> [What is expected]
Give back the records in full, with every line exactly as it was.

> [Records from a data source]
╔══

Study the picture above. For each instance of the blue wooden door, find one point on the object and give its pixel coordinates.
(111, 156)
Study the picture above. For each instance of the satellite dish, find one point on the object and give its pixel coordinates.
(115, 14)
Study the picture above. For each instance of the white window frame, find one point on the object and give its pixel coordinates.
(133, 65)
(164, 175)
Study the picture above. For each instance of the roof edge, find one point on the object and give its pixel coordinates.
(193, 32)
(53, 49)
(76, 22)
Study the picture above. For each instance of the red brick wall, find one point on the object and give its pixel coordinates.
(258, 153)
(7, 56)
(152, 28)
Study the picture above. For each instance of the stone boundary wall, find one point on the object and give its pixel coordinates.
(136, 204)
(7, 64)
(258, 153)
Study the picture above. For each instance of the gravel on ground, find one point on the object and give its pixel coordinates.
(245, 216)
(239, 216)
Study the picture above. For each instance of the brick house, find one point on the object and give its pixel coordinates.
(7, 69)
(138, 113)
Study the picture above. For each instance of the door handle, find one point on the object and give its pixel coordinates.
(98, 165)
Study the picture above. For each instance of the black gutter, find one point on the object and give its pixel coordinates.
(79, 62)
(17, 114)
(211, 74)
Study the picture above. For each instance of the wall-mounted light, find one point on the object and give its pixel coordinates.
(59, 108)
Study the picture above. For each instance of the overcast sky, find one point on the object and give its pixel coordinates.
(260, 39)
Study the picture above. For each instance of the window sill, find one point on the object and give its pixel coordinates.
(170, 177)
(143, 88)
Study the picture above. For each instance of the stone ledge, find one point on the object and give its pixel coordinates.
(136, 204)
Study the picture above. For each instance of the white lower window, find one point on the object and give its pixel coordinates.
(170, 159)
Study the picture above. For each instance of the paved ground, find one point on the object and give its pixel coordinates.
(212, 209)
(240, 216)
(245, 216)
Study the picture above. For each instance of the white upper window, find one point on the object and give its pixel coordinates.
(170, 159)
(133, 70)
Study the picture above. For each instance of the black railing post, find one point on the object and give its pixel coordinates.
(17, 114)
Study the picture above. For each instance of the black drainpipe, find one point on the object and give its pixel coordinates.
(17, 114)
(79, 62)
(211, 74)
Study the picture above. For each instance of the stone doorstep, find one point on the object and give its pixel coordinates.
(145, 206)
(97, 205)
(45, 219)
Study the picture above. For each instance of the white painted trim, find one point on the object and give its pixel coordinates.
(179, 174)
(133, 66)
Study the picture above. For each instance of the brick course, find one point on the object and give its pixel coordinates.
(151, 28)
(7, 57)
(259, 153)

╚══

> [Response to this exercise]
Study the picture above. For each instance of the blue wooden door, find one point on the object and give its pixel coordinates.
(111, 156)
Study the picture above. For each instance of the satellite dish, find one point on the object and give its pixel coordinates.
(115, 14)
Study the picture above. For each instance of the white window frame, find one point on the object and give its pixel coordinates.
(133, 65)
(164, 175)
Study the picture above. For each instance of the roof edge, find one point on the object and give its pixel coordinates.
(193, 32)
(53, 49)
(76, 22)
Study the picture above. For each instance of the red brick wall, find one point on the object and give its pixel coordinates.
(258, 153)
(7, 56)
(152, 28)
Study the picture above. For each instance of the stone boundary wall, find one point on the object and give its pixel coordinates.
(136, 204)
(7, 64)
(258, 153)
Study the picture above. For each instance of the gravel on ground, find one point on the object and give its pixel coordinates.
(245, 216)
(239, 216)
Study the picture above. For each instance of the brick house, find one point on the object and give its pixel coordinates.
(7, 69)
(138, 113)
Study the picture above. For each instance of the door handle, find one point on the object and give its pixel coordinates.
(98, 165)
Study the picture above. For each instance of the black gutter, find one point on the object and give its pixel coordinates.
(79, 62)
(17, 114)
(211, 74)
Study the picture above. For each instance of the wall-mounted light, find one point on the object and give its pixel coordinates.
(59, 108)
Study the picture above. For each instance of the overcast sky, find one point on the object and give its pixel coordinates.
(260, 39)
Study the picture above. For each instance of the window sill, find one point on the object and give its pixel coordinates.
(170, 177)
(143, 88)
Study the picture above. For each instance of the stone ledge, find one point on the object and give its pixel coordinates.
(136, 204)
Study the picture above. For each instance of the white lower window, find one point on the object and give its pixel coordinates.
(170, 159)
Study the picture above. For each instance of the paved ground, find one point on the object and give its pixel coordinates.
(212, 209)
(240, 216)
(245, 216)
Study the picture above. For each instance of the white upper window, find one point on the object and give its pixel coordinates.
(170, 159)
(133, 70)
Study the picture above. For each instance of the black railing post, find one point on the object and give its pixel coordinates.
(17, 114)
Study the picture above. For each instance of the black drainpipe, find one point on the object and give its pixel coordinates.
(17, 114)
(79, 62)
(211, 74)
Study the picture above. For each instance of the stone doorstep, find one point on the object and give its pixel coordinates.
(145, 206)
(97, 205)
(45, 219)
Study the picture above. For each instance of the white painted trim, find one point on the object and give its pixel coordinates.
(179, 174)
(133, 66)
Study the picture above. For each instance of the brick course, find one point on the object and give its pixel coordinates.
(151, 28)
(7, 57)
(259, 153)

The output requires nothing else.